» **EXERCISE DATA**
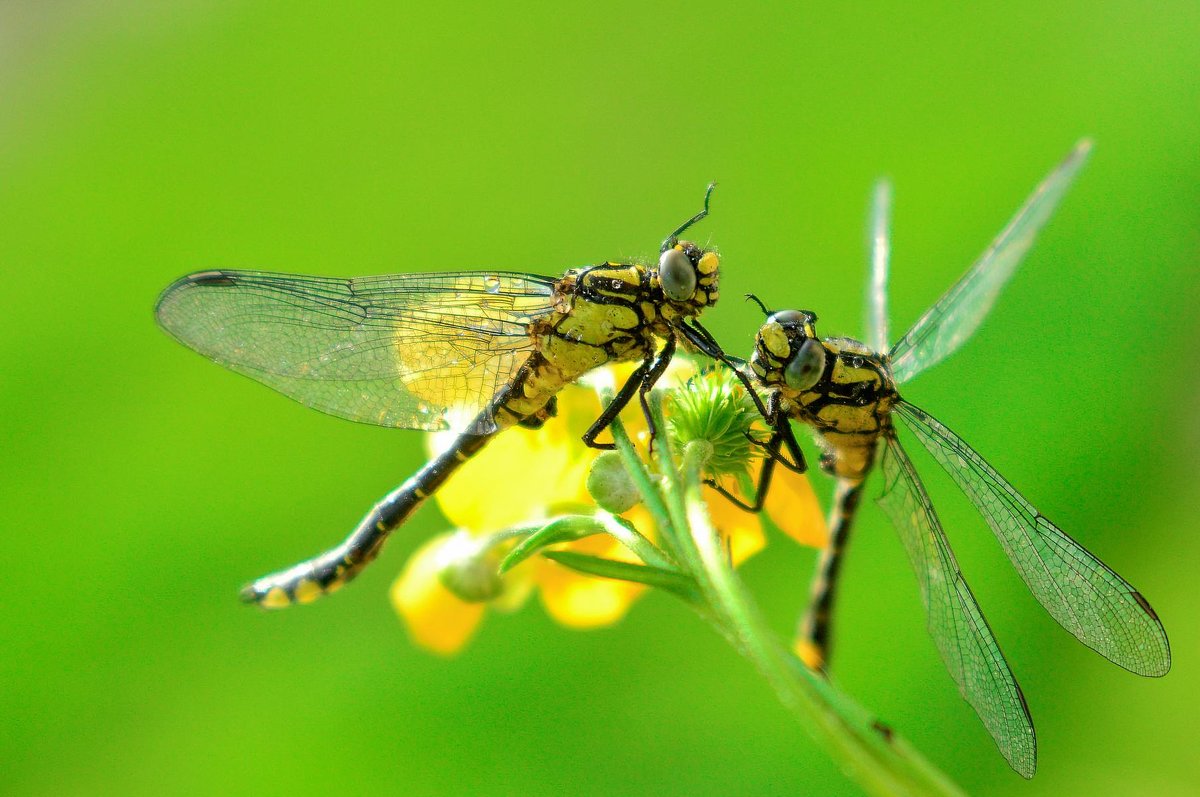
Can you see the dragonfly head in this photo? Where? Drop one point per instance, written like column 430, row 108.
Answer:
column 787, row 352
column 687, row 275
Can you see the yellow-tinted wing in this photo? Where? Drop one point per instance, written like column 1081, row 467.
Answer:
column 413, row 351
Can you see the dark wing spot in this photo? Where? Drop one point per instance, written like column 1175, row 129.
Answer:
column 211, row 279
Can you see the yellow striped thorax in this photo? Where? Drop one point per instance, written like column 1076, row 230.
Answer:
column 837, row 385
column 609, row 313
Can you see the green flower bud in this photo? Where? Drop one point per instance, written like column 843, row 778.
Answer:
column 610, row 485
column 468, row 567
column 714, row 407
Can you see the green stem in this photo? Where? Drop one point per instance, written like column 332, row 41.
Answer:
column 880, row 761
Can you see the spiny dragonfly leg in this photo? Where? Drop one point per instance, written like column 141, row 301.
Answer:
column 648, row 379
column 778, row 420
column 618, row 402
column 815, row 631
column 673, row 238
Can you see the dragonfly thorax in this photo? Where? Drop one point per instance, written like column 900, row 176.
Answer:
column 835, row 385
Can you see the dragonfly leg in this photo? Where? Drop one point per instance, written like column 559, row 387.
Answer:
column 815, row 631
column 673, row 238
column 618, row 402
column 648, row 379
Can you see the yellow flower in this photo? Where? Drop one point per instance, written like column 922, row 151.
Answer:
column 522, row 477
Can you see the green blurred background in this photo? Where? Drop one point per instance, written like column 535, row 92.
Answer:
column 142, row 485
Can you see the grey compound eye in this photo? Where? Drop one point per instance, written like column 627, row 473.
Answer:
column 677, row 275
column 807, row 366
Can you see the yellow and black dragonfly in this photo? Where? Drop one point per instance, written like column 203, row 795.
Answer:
column 474, row 352
column 847, row 393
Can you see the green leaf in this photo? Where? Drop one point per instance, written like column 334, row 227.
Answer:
column 561, row 529
column 594, row 565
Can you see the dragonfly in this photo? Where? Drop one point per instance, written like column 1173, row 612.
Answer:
column 474, row 352
column 846, row 391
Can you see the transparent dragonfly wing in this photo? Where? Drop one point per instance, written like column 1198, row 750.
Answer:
column 881, row 252
column 1079, row 591
column 955, row 622
column 413, row 351
column 963, row 309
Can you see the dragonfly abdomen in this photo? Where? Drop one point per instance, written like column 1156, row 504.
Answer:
column 333, row 569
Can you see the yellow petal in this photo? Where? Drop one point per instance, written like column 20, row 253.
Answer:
column 522, row 473
column 437, row 619
column 577, row 600
column 793, row 508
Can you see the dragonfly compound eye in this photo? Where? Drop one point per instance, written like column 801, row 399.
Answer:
column 805, row 369
column 677, row 275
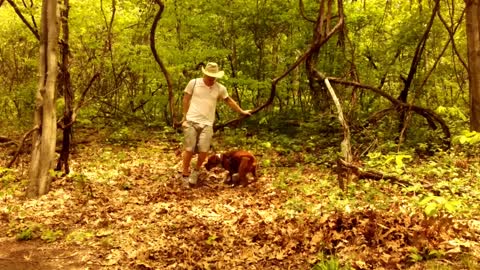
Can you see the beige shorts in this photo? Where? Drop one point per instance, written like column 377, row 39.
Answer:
column 197, row 137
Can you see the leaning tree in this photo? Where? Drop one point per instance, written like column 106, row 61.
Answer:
column 45, row 126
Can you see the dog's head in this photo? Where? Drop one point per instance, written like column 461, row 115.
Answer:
column 213, row 161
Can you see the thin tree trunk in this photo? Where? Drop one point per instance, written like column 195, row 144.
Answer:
column 68, row 94
column 473, row 43
column 43, row 149
column 160, row 63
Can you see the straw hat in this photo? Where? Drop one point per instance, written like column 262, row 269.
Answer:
column 212, row 70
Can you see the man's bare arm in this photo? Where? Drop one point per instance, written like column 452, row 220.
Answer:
column 186, row 105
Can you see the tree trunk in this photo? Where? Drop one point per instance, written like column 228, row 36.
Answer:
column 67, row 90
column 473, row 43
column 43, row 141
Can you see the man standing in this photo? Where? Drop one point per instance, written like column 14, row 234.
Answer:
column 199, row 105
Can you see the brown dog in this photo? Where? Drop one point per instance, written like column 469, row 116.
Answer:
column 241, row 162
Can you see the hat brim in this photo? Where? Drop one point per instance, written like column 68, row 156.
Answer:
column 214, row 75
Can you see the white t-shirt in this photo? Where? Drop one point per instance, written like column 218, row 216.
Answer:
column 204, row 101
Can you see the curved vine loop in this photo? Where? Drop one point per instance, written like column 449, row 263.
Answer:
column 164, row 70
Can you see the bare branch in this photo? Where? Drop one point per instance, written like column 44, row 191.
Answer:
column 302, row 11
column 24, row 20
column 159, row 61
column 22, row 142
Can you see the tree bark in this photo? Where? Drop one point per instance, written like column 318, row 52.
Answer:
column 160, row 63
column 67, row 90
column 473, row 44
column 43, row 141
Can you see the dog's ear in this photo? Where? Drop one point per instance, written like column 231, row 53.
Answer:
column 211, row 151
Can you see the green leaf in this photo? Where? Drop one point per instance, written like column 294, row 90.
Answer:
column 431, row 209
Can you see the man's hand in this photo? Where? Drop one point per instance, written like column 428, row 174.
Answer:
column 246, row 112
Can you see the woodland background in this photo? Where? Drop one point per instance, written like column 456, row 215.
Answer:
column 393, row 184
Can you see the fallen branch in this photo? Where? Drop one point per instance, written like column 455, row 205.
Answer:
column 373, row 175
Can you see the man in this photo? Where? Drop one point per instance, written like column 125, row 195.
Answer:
column 199, row 105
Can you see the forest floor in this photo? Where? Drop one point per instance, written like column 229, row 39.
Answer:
column 124, row 207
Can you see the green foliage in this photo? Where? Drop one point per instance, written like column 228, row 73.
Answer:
column 436, row 205
column 417, row 256
column 385, row 162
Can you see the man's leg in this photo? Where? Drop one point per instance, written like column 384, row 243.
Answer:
column 187, row 157
column 190, row 142
column 203, row 145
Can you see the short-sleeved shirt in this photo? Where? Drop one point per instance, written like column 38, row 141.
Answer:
column 204, row 101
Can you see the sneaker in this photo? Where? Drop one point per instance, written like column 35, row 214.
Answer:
column 192, row 180
column 184, row 180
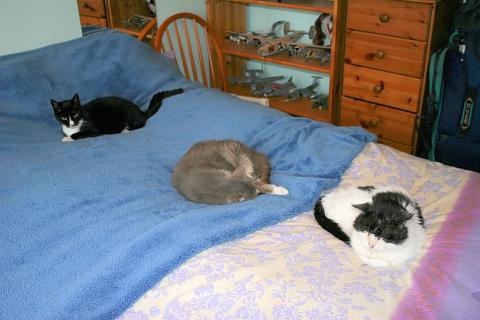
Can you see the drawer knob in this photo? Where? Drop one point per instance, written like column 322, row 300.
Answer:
column 378, row 88
column 89, row 7
column 380, row 54
column 373, row 123
column 384, row 18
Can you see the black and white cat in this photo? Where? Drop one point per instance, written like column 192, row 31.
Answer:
column 107, row 115
column 223, row 171
column 383, row 225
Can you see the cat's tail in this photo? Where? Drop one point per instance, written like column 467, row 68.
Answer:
column 157, row 99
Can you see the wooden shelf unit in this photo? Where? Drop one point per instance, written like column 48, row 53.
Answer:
column 231, row 15
column 114, row 13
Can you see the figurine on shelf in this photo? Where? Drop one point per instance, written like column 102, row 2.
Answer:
column 305, row 92
column 280, row 38
column 254, row 79
column 151, row 6
column 323, row 30
column 274, row 89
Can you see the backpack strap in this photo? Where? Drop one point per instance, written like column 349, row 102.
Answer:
column 435, row 87
column 468, row 105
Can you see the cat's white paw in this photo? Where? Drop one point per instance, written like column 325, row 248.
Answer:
column 377, row 263
column 279, row 190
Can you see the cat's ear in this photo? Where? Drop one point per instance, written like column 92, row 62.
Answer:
column 76, row 99
column 364, row 207
column 55, row 104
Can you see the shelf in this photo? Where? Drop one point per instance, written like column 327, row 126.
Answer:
column 322, row 6
column 250, row 52
column 301, row 107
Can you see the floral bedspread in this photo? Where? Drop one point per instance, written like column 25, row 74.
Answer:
column 296, row 270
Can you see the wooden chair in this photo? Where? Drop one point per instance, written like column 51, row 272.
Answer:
column 191, row 42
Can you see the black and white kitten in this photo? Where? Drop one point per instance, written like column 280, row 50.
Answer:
column 107, row 115
column 383, row 225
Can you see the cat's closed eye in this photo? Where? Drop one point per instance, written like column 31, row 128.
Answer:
column 394, row 234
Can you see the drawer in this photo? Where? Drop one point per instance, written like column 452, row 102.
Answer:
column 403, row 19
column 386, row 123
column 381, row 87
column 385, row 53
column 92, row 8
column 92, row 21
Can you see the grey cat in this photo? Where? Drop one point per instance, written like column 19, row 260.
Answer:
column 223, row 171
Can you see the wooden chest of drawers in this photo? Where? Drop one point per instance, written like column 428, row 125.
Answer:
column 387, row 48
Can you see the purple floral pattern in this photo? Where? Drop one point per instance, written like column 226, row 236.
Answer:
column 295, row 270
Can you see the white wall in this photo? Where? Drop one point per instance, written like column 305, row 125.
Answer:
column 166, row 8
column 31, row 24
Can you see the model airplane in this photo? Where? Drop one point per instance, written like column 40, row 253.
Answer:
column 320, row 101
column 306, row 92
column 279, row 39
column 274, row 89
column 254, row 79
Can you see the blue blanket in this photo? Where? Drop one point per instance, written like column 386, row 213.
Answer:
column 87, row 227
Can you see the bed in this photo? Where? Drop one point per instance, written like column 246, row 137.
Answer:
column 93, row 229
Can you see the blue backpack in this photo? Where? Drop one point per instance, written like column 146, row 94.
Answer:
column 454, row 99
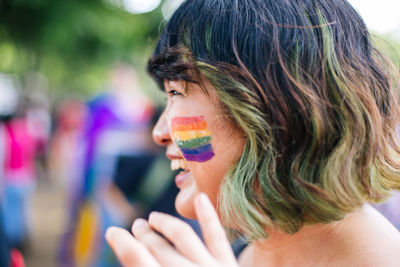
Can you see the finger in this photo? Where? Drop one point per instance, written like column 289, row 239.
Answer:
column 182, row 236
column 212, row 230
column 129, row 251
column 165, row 254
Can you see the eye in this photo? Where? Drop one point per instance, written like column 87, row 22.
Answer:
column 173, row 92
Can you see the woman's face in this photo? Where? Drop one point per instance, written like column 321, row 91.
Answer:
column 200, row 141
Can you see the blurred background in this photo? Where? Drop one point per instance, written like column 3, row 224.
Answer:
column 76, row 110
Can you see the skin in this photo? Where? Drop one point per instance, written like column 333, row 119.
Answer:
column 362, row 238
column 226, row 141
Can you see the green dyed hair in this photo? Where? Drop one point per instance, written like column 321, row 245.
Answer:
column 319, row 106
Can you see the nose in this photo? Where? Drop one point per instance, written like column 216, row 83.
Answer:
column 161, row 131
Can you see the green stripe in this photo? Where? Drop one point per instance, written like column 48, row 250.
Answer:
column 193, row 143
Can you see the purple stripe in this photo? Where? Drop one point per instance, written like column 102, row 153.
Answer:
column 201, row 157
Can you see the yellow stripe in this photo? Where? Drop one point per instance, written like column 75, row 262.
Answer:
column 186, row 135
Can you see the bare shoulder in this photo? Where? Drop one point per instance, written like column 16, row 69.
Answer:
column 245, row 258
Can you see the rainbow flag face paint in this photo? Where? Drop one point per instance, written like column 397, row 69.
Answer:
column 193, row 138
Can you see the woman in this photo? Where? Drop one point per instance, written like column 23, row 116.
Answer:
column 283, row 115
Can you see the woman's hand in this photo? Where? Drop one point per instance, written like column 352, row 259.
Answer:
column 149, row 249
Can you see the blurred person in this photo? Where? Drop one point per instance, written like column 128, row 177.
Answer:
column 19, row 179
column 117, row 122
column 68, row 127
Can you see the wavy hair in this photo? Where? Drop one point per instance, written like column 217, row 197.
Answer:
column 317, row 102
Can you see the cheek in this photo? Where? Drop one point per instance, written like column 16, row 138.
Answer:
column 192, row 136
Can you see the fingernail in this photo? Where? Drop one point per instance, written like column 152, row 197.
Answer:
column 139, row 225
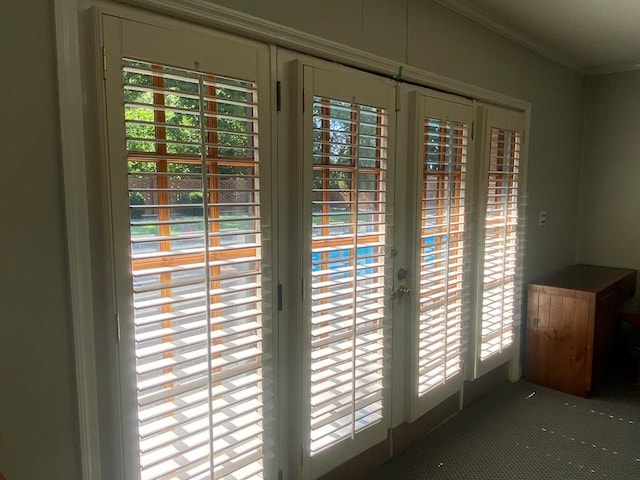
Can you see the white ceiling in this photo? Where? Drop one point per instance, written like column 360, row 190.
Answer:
column 590, row 36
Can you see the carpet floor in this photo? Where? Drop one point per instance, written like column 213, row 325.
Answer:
column 523, row 431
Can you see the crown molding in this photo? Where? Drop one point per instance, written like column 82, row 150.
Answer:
column 487, row 21
column 613, row 68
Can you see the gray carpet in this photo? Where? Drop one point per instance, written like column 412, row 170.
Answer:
column 524, row 431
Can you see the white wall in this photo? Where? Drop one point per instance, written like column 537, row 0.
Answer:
column 38, row 418
column 609, row 220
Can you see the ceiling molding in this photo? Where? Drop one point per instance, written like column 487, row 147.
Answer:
column 613, row 68
column 491, row 23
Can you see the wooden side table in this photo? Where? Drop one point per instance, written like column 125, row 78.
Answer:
column 572, row 325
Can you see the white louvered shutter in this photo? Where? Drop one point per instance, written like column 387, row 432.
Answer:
column 196, row 262
column 348, row 310
column 443, row 288
column 501, row 264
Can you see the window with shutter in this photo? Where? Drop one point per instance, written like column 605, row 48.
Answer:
column 348, row 223
column 441, row 305
column 442, row 252
column 501, row 270
column 189, row 252
column 196, row 270
column 348, row 252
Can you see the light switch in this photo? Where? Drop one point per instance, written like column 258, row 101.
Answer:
column 542, row 218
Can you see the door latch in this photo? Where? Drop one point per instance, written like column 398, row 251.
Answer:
column 401, row 292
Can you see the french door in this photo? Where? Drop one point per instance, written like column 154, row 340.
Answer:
column 204, row 248
column 347, row 218
column 499, row 261
column 439, row 249
column 189, row 171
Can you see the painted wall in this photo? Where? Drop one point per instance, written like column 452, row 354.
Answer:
column 609, row 219
column 38, row 415
column 38, row 418
column 424, row 34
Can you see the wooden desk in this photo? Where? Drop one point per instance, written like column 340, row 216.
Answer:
column 571, row 326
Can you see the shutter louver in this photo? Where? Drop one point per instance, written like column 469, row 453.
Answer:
column 501, row 274
column 196, row 263
column 348, row 268
column 443, row 302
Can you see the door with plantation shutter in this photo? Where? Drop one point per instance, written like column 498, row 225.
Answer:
column 441, row 246
column 189, row 169
column 347, row 218
column 499, row 291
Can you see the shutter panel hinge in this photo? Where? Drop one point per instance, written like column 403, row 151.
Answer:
column 104, row 63
column 278, row 96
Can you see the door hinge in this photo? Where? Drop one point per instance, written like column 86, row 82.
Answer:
column 104, row 63
column 278, row 96
column 118, row 326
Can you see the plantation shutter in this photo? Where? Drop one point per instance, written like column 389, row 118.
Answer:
column 348, row 225
column 501, row 260
column 443, row 127
column 194, row 335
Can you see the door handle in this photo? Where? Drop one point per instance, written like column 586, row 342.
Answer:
column 401, row 292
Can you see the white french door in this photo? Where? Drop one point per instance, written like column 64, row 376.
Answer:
column 194, row 216
column 499, row 265
column 189, row 171
column 439, row 249
column 347, row 217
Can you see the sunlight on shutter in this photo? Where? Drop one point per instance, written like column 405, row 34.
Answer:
column 196, row 265
column 348, row 263
column 442, row 252
column 500, row 273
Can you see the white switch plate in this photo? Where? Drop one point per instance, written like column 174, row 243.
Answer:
column 542, row 218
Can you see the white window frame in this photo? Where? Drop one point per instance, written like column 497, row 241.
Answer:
column 71, row 30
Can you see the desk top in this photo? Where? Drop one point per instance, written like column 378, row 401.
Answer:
column 586, row 278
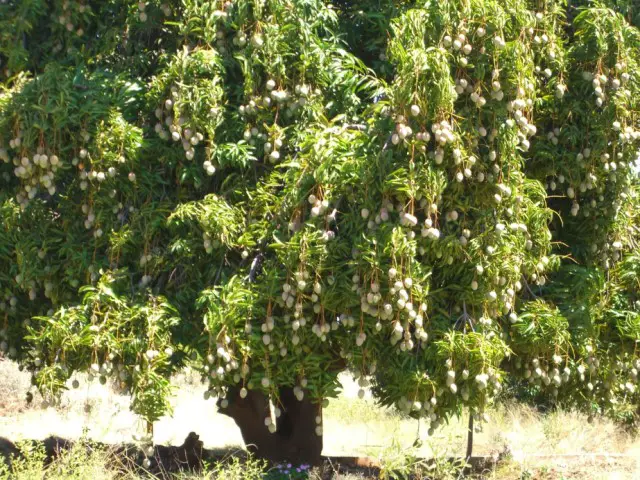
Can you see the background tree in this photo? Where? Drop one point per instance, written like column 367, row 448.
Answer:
column 440, row 197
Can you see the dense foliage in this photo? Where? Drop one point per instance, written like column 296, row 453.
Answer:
column 435, row 195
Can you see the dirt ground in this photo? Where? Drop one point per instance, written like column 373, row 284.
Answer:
column 556, row 445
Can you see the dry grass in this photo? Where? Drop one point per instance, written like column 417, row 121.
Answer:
column 353, row 427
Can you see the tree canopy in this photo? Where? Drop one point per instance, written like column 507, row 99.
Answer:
column 439, row 196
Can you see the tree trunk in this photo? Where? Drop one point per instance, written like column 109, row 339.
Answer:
column 295, row 439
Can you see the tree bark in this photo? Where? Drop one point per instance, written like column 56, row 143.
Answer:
column 295, row 439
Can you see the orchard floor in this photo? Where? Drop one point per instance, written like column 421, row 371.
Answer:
column 556, row 445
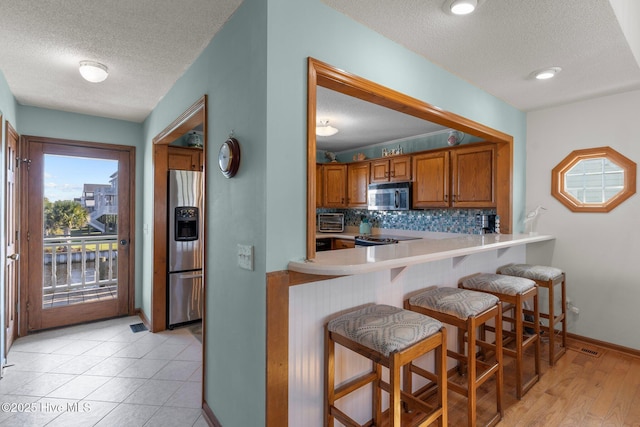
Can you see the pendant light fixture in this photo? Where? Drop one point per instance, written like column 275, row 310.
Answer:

» **EXERCISE DETAILS**
Write the items from the line containing "Can you see the shutter panel" through the line containing "column 440, row 197" as a two-column CSV with the headers item and answer. Give one row per item, put each field in quotes, turn line breaks into spaces, and leave out the pictures.

» **COMPLETE RESPONSE**
item,answer
"Can you see the shutter panel hinge in this photo? Where? Drop one point per instance, written like column 403, row 151. Answer:","column 104, row 63 column 278, row 96"
"Can you see the door hinge in this photo? Where? Drop one point per instance, written like column 86, row 82. Answer:","column 104, row 63 column 278, row 96 column 118, row 326"
"Can you see the plantation shutter in this photo? Where? Drop one point per instance, written like column 389, row 118. Answer:","column 348, row 225 column 501, row 260 column 443, row 127 column 194, row 335"
"Can you see the door handle in this photo? Where? Drop one point per instance, written like column 586, row 342. Answer:","column 401, row 292"
"Can you see the white french door in this photo? Where? Drop one point per instance, written like column 64, row 376. Answer:","column 194, row 216 column 499, row 265 column 189, row 171 column 439, row 249 column 347, row 217"
"Can you see the sunlight on shutter in this photo? Where? Drop one point per instance, written like column 405, row 34. Answer:","column 196, row 265 column 348, row 263 column 442, row 252 column 500, row 273"
"Can you see the white switch plate in this photo? Where? Drop one point per instance, written like column 174, row 243. Answer:","column 542, row 218"
"Can you see the white window frame in this photo? Where? Drop one point per instance, written like column 497, row 241. Answer:","column 71, row 30"
"Can you see the desk top in this photo? Where? Drop one point per instance, written like column 378, row 401. Answer:","column 586, row 278"
"Can you see the background tree in this photo? Where? Drop one point per instance, written like column 367, row 448. Answer:","column 440, row 197"